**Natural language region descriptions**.
────────────────────
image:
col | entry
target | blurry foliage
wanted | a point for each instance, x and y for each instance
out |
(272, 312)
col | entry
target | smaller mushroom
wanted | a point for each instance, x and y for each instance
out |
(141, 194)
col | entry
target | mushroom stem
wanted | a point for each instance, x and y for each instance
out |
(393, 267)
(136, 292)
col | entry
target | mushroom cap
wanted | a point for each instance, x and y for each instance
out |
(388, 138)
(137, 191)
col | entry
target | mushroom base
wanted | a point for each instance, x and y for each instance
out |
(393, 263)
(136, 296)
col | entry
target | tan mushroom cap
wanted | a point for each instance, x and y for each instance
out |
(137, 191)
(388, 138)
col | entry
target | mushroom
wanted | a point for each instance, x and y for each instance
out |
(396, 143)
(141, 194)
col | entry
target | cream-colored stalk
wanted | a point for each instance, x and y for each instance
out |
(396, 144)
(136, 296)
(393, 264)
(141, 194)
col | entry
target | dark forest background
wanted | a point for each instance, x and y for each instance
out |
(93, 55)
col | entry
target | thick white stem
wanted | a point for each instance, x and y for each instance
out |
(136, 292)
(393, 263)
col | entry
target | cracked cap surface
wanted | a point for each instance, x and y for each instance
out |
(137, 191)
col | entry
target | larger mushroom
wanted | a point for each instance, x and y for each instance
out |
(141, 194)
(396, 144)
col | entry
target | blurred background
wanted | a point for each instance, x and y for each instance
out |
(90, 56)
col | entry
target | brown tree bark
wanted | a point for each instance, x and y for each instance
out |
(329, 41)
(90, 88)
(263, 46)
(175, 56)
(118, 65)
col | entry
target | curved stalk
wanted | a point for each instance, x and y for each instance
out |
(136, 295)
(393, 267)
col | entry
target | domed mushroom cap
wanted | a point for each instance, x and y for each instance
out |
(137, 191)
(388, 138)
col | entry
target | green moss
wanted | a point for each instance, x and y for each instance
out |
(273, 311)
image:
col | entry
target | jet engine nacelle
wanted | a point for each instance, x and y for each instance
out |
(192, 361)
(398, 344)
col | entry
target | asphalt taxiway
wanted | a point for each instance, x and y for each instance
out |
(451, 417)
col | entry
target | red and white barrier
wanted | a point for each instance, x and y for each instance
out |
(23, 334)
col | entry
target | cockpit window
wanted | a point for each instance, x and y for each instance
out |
────────────────────
**About this task**.
If a line in the entries above contains the word "background", count it, and give only the final number.

**Answer**.
2